- SUPPLIED ENTRIES:
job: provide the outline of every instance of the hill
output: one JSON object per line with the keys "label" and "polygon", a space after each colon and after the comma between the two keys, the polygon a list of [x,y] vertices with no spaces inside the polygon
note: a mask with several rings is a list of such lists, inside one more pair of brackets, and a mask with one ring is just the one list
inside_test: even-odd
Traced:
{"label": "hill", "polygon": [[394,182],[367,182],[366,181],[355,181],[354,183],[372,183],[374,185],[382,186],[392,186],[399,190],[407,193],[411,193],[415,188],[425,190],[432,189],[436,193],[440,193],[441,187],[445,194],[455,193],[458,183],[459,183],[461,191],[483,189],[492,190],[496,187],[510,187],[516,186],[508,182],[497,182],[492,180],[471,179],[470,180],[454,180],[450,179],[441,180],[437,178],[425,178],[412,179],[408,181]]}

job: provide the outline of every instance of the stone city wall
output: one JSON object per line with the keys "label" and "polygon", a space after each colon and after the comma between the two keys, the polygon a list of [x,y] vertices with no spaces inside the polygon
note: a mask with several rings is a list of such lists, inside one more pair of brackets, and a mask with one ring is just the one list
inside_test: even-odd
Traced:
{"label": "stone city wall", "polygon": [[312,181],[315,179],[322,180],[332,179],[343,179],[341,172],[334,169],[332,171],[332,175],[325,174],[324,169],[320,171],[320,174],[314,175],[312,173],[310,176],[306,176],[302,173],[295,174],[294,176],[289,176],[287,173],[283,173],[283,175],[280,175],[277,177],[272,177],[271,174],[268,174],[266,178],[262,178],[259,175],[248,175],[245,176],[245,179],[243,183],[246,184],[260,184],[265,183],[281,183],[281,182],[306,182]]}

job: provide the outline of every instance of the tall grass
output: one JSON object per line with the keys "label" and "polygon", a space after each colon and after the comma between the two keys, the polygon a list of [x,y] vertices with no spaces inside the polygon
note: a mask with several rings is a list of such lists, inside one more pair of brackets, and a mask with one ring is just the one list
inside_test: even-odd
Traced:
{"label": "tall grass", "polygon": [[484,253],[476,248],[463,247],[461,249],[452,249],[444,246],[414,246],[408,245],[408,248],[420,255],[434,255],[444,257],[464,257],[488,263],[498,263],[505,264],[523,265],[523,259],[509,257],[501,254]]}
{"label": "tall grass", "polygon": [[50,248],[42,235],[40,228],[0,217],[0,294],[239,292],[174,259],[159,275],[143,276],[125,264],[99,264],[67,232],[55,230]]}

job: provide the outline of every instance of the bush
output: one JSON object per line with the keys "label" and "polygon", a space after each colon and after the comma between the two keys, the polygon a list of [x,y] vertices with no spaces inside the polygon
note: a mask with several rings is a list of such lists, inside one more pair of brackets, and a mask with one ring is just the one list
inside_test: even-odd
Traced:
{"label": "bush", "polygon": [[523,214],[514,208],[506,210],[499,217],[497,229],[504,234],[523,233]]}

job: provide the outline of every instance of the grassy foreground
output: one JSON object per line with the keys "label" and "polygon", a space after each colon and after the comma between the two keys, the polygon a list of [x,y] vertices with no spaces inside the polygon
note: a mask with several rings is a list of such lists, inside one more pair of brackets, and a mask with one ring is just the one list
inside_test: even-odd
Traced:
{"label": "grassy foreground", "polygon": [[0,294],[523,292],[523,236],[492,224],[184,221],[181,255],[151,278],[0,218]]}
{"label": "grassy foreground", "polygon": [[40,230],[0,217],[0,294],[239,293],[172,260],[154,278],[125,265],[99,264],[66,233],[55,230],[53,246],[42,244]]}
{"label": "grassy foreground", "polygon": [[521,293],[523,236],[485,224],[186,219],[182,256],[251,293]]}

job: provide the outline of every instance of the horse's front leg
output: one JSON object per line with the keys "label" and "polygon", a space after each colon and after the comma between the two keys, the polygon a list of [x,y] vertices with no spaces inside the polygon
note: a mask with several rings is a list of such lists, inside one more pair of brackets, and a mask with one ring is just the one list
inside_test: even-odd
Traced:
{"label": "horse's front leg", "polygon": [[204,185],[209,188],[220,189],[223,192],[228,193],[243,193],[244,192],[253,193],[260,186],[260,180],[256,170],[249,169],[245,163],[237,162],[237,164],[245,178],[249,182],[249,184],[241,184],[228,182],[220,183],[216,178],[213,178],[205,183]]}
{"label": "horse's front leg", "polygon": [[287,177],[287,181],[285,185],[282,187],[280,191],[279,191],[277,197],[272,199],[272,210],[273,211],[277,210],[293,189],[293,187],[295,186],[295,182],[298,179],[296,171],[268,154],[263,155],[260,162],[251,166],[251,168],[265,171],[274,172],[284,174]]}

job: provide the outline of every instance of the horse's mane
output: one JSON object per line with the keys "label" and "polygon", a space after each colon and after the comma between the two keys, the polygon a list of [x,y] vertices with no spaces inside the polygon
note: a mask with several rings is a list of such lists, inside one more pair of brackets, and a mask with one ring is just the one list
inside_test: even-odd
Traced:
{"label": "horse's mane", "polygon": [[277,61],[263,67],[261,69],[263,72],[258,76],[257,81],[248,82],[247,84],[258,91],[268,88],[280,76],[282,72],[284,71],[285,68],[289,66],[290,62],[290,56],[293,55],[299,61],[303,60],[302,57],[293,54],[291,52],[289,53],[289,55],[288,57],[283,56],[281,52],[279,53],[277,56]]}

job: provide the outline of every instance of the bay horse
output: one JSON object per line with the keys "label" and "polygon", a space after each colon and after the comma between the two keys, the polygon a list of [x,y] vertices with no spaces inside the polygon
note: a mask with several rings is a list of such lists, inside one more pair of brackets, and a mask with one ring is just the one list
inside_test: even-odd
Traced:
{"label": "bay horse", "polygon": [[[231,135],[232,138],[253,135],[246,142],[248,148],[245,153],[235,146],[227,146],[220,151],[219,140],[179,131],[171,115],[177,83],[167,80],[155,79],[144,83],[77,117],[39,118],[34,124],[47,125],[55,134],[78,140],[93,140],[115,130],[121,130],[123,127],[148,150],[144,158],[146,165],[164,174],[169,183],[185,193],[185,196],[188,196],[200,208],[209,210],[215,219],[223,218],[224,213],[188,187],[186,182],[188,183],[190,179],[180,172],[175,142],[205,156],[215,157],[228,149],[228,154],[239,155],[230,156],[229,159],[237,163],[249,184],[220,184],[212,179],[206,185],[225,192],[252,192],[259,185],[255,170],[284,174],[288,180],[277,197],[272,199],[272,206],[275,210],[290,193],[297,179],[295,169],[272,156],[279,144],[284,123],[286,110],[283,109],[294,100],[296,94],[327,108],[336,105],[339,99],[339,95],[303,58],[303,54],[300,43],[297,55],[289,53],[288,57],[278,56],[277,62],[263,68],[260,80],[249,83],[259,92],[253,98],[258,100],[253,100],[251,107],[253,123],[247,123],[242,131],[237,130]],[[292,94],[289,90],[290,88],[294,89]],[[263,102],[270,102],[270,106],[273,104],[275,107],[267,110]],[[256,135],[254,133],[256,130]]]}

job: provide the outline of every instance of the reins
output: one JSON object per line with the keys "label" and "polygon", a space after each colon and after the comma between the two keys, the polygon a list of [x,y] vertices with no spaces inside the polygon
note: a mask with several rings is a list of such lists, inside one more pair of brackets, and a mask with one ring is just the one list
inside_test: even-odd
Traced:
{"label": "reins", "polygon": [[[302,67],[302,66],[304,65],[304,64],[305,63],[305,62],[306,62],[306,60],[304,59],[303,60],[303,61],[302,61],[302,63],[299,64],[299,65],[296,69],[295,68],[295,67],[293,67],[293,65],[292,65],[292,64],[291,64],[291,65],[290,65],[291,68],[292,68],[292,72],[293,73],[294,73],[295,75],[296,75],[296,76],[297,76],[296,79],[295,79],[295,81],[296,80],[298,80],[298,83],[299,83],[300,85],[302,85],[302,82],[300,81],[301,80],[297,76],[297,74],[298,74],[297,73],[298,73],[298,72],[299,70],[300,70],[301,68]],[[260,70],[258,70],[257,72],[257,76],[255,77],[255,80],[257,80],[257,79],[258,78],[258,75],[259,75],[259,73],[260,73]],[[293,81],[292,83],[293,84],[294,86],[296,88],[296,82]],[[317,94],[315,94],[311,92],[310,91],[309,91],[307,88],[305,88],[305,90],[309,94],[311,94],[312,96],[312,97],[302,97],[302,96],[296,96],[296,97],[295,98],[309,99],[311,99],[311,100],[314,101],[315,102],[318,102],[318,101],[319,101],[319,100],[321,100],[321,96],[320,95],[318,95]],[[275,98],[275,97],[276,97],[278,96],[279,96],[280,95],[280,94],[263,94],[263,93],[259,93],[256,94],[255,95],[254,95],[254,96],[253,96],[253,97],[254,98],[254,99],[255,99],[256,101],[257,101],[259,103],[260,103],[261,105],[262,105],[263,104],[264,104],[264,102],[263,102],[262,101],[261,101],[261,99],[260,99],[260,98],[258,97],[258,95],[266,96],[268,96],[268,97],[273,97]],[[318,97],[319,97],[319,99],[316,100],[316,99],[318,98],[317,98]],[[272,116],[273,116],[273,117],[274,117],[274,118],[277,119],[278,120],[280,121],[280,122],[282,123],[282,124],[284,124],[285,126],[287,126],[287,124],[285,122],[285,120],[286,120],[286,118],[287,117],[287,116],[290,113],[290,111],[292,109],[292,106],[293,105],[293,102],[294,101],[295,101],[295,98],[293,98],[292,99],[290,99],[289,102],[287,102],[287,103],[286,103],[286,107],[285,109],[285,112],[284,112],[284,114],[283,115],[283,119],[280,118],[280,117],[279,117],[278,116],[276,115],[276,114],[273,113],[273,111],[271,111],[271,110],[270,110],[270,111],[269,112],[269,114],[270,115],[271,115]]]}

- REQUIREMENTS:
State how many lines in the data above contain the word "every". Reply with the number alone.

- TASK ANSWER:
9